Awans Bayernu po dziwnym meczu w Berlinie. Wszystkie bramki padły ze stałych fragmentów
Piłkarze Bayernu Monachium awansowali do ćwierćfinału Pucharu Niemiec, pokonując na wyjeździe Union Berlin 3:2. Bawarczycy zdobyli dwie bramki po... trafieniach samobójczych, a gospodarze - z rzutów karnych.
Wszystkie pięć goli padło po stałych fragmentach gry. W 12. minucie Joshua Kimmich dośrodkował z rzutu rożnego na dalszy słupek, piłka odbiła się od Ilyasa Ansaha i wpadła do siatki. Kolejny rzut rożny Kimmicha 12 minut później doprowadził do zdobycia drugiego gola przez Bayern, a główką popisał się niezawodny Anglik Harry Kane.
W 40. minucie bramkę z rzutu karnego dla Unionu zdobył Austriak Leopold Querfeld, ale w doliczonym czasie gry pierwszej połowy jego kolega z drużyny Portugalczyk Diogo Leite niefortunnie odbił piłkę głową po rzucie wolnym Michaela Olise i w ten sposób padł drugi gol samobójczy.
Leite zrehabilitował się osiem minut po przerwie. Wywalczył rzut karny, który Querfeld ponownie wykorzystał.
Pojedynek Bayernu z Unionem. Dwie bramki samobójcze
Do końca meczu gospodarze mocno naciskali, ale nie zdołali doprowadzić do dogrywki. W ten sposób mistrzowie Niemiec zrewanżowali się za listopadowy remis z Unionem 2:2, który zakończył ich serię 16 zwycięstw na początku sezonu we wszystkich rozgrywkach.
════
Zadanie 1 - Przepisz bez zmian fragment wierszy, zaczynając od linii zawierającej „Exercise. Mark every instance of the white” i kończąc na linii zawierającej „[(162, 392)]”, łącznie z obiema tymi liniami.
Tekst o meczu Bayernu z Unionem nie ma żadnego związku z wierszami.

(Dane wyodrębnione ze zbioru)
════
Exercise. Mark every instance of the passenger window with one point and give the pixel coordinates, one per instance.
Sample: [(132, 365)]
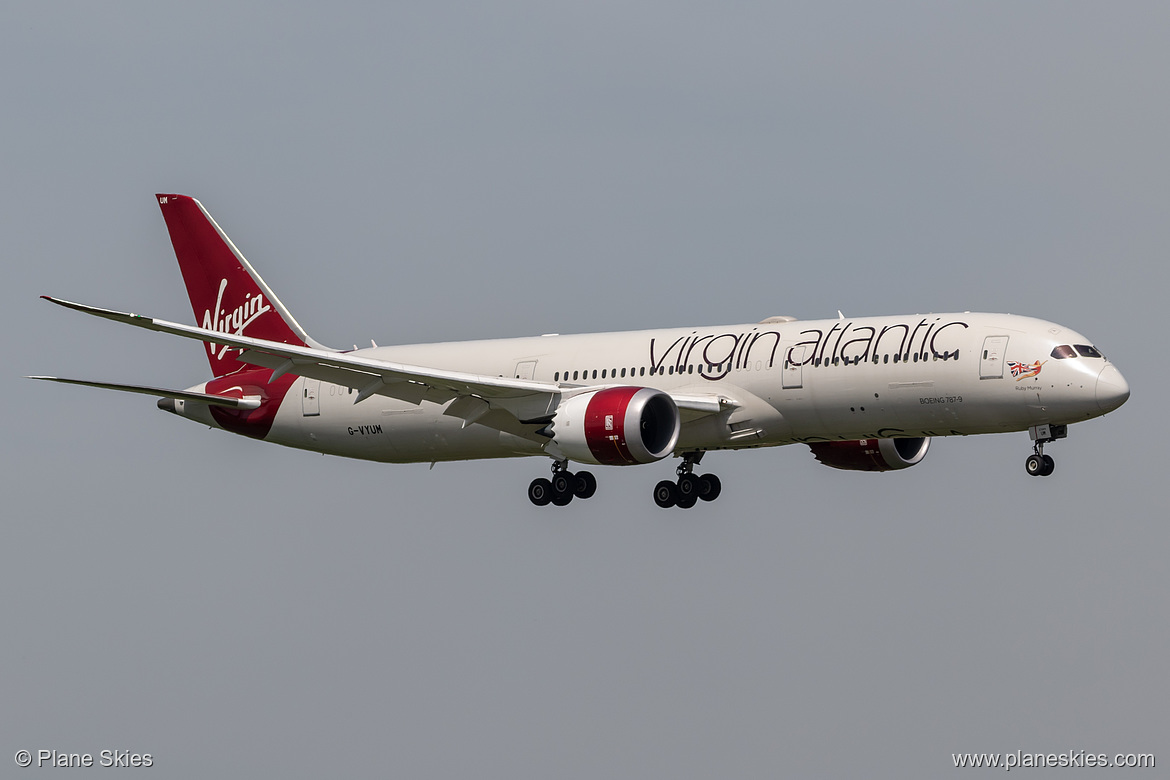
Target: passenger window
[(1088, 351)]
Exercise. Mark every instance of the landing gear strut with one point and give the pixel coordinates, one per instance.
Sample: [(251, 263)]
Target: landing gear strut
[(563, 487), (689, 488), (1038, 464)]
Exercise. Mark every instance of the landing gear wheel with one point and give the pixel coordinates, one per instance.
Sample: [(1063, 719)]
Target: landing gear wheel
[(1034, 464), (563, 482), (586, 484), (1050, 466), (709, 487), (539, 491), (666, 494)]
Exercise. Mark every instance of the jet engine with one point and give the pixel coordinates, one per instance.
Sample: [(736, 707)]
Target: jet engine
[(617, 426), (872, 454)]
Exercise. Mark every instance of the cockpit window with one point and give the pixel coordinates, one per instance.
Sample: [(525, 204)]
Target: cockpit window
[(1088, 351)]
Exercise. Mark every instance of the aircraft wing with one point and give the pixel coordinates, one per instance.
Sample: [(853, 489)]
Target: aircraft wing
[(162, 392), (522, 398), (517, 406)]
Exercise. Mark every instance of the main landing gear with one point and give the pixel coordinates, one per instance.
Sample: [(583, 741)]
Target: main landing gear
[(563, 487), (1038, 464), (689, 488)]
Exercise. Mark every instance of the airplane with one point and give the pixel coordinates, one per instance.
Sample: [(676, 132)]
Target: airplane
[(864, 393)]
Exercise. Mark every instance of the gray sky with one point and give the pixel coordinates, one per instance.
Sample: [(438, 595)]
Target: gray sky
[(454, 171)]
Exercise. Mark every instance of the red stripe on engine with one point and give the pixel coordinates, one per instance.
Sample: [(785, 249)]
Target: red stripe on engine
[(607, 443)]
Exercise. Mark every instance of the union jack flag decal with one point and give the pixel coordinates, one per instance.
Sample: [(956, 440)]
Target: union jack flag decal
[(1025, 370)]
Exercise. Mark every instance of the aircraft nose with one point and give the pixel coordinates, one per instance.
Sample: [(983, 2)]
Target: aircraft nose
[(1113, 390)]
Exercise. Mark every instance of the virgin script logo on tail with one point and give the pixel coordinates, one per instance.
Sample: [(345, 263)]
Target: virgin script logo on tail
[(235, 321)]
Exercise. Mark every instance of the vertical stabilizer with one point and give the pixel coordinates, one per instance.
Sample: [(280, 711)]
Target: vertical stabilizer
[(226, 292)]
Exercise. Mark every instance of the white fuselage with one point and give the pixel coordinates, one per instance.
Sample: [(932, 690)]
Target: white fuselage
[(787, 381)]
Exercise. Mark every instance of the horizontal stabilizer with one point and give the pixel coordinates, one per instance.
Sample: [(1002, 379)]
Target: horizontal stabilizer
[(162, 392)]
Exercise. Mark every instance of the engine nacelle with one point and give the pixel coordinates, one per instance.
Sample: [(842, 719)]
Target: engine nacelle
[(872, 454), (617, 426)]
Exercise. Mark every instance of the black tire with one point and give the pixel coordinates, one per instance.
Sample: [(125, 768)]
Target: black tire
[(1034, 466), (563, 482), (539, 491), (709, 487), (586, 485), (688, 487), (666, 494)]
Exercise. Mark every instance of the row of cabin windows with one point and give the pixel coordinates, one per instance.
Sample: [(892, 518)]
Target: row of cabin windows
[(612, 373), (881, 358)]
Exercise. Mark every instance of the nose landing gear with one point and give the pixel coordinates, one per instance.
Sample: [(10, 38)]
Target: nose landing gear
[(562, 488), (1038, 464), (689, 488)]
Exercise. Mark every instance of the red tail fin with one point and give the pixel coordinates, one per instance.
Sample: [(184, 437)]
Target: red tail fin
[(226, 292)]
════
Zadanie 2 - Wymień wszystkich piłkarzy, których tekst o meczu Bayernu z Unionem podaje z imienia i nazwiska.

Rozwiązanie 1 -
Exercise. Mark every instance of the white fuselage with one point and give the pixel coordinates, one per instance.
Sample: [(932, 690)]
Target: white fuselage
[(787, 381)]
Exercise. Mark every instance of the horizontal stabilizer with one point and give the pixel coordinates, one per instance.
Sample: [(1002, 379)]
Target: horizontal stabilizer
[(162, 392)]

Rozwiązanie 2 - Joshua Kimmich, Ilyas Ansah, Harry Kane, Leopold Querfeld, Diogo Leite, Michael Olise